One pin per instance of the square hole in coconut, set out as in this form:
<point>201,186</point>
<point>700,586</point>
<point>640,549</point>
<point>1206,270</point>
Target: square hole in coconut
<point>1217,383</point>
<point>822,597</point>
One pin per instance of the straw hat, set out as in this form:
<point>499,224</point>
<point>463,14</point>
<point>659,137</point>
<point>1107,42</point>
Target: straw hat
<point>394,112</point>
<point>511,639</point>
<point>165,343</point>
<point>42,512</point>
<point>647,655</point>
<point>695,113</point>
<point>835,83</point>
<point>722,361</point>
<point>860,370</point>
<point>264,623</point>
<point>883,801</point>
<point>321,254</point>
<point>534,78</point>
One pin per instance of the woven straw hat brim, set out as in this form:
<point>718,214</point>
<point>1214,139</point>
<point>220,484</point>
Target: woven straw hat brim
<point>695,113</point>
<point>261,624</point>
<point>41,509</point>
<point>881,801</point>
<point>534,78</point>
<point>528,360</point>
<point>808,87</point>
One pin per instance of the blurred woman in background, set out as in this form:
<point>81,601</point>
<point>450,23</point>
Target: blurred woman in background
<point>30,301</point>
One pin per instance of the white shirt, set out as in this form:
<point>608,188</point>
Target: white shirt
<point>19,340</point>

*Exercise aim*
Beginning at the line with "<point>201,186</point>" and stopping after the line with "<point>450,23</point>", please write out every line of the data above exactly and nothing else.

*Problem solution*
<point>201,186</point>
<point>700,586</point>
<point>640,549</point>
<point>1206,270</point>
Target: square hole in coconut
<point>1217,383</point>
<point>822,597</point>
One pin per instance of the straw hat, set out as in this form:
<point>499,224</point>
<point>463,14</point>
<point>659,137</point>
<point>1107,42</point>
Target: straw hat
<point>394,112</point>
<point>511,639</point>
<point>165,343</point>
<point>42,512</point>
<point>647,655</point>
<point>695,113</point>
<point>835,83</point>
<point>722,361</point>
<point>860,370</point>
<point>264,623</point>
<point>883,801</point>
<point>321,254</point>
<point>534,78</point>
One pin per instance of the woven straw hat brim, set out as in this form:
<point>718,214</point>
<point>1214,139</point>
<point>220,484</point>
Target: woven straw hat brim
<point>695,113</point>
<point>261,624</point>
<point>41,509</point>
<point>881,801</point>
<point>534,78</point>
<point>528,360</point>
<point>808,87</point>
One pin per instance of the blurred woman in background, set out as in this form:
<point>81,601</point>
<point>450,23</point>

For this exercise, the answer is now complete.